■ STORED RECORDS:
· · · · ·

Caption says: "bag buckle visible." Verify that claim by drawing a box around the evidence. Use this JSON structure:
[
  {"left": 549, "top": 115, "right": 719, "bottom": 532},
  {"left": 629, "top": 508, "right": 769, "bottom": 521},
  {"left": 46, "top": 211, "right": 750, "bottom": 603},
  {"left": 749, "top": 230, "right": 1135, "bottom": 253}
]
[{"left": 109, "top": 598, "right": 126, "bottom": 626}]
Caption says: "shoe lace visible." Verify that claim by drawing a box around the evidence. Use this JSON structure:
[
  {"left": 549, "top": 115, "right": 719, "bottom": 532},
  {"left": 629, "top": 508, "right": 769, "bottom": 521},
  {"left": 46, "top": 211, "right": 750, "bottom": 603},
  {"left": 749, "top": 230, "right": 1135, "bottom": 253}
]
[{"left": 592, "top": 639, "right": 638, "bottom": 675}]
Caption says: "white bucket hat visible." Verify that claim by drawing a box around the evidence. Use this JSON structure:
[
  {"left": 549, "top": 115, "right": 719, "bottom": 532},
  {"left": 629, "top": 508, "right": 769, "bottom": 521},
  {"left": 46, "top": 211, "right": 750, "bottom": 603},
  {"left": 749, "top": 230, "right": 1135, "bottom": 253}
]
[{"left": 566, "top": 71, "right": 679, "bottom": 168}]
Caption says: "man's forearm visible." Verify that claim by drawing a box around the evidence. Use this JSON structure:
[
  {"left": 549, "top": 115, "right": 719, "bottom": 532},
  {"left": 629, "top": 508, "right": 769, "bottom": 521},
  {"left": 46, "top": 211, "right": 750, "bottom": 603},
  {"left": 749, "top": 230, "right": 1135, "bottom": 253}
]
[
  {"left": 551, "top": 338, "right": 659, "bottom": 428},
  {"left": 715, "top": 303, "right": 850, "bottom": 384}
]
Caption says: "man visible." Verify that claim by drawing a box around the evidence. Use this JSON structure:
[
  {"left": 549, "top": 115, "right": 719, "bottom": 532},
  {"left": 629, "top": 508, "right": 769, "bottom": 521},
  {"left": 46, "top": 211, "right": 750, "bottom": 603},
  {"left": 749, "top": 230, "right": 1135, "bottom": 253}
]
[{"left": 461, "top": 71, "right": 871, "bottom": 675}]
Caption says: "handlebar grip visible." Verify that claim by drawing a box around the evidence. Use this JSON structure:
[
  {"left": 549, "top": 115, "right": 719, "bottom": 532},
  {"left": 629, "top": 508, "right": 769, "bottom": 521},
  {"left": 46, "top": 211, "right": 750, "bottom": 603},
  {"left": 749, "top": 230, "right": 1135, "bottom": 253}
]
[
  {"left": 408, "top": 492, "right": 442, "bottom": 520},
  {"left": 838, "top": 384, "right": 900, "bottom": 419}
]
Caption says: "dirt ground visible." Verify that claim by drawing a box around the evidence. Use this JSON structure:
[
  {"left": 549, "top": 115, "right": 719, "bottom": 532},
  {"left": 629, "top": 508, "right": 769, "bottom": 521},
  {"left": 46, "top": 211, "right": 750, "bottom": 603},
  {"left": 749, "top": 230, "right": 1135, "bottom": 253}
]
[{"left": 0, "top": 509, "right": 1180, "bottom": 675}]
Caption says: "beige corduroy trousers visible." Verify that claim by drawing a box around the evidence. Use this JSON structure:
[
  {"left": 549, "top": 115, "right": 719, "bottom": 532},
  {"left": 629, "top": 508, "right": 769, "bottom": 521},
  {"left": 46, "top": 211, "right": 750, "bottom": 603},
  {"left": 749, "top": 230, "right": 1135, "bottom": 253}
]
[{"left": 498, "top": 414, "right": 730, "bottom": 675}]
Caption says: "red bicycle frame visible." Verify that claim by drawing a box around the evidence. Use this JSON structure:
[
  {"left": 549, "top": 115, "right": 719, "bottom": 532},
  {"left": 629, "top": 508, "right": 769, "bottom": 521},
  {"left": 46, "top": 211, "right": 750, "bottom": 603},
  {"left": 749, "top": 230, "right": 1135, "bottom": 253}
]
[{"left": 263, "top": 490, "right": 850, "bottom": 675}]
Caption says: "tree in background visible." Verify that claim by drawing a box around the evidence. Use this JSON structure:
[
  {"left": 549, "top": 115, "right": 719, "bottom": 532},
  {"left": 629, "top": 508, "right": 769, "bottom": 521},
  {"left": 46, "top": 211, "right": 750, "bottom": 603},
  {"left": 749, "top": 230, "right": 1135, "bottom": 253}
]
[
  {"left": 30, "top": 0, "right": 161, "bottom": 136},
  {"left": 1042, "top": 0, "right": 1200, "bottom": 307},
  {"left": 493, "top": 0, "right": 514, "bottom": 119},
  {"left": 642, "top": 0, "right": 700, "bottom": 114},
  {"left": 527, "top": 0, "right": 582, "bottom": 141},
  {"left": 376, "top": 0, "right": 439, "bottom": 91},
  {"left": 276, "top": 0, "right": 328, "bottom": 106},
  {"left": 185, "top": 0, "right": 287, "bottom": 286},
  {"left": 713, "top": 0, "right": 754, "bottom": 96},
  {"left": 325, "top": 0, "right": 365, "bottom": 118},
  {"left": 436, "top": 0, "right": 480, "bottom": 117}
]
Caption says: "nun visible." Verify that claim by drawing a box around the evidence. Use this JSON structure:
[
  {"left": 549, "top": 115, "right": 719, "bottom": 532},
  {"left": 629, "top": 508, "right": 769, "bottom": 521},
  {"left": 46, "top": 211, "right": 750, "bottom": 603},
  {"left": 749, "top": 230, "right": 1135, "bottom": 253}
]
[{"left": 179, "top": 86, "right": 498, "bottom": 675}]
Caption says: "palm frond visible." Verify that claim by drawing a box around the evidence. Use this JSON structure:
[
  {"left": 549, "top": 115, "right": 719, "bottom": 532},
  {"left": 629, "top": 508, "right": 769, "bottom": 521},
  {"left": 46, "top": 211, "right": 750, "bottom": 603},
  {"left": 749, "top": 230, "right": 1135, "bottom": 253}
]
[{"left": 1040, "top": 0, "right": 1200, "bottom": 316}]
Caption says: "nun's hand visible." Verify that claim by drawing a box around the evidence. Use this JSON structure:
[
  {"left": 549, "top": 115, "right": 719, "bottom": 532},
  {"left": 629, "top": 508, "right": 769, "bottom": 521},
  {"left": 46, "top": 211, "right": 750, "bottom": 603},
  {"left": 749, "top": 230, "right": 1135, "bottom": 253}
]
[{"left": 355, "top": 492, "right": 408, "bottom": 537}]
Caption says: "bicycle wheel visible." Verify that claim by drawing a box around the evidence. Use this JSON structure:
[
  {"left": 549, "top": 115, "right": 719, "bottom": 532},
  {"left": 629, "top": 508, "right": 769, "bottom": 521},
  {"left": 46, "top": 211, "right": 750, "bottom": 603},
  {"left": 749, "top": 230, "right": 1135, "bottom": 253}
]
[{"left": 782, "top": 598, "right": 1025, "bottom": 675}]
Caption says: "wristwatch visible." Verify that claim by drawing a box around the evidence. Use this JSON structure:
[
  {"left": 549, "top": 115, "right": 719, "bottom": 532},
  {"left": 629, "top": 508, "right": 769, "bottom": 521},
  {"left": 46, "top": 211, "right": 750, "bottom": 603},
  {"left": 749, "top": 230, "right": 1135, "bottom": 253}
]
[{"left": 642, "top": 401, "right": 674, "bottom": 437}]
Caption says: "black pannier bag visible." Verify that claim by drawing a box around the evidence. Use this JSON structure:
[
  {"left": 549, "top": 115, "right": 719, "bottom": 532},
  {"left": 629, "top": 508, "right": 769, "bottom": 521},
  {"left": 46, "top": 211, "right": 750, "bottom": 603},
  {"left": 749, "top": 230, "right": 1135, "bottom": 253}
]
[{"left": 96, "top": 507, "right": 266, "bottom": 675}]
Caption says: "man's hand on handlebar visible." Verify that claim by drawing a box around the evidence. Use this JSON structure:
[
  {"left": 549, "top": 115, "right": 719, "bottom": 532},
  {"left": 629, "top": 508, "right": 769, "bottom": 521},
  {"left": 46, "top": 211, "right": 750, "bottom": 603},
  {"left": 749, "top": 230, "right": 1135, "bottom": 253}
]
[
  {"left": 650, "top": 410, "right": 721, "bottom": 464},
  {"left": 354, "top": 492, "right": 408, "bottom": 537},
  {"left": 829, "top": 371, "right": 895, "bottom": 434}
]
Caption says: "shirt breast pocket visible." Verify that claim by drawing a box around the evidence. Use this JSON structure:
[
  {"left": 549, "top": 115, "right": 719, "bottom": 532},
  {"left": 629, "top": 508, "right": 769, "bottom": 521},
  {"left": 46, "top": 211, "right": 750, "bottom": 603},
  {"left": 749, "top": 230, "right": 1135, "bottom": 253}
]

· · · · ·

■ TASK PROMPT:
Select every line of the entries above that contains the word "bicycle", and copy each one in full.

■ EXERCISE RESPONSE:
Caption says: "red bicycle frame visible." Verify that claim by drawing a box around the evidence. Use this JSON structure:
Caption says: "bicycle wheel visible." Verify that claim by drawing a box around the evidence. Use this JSON structure:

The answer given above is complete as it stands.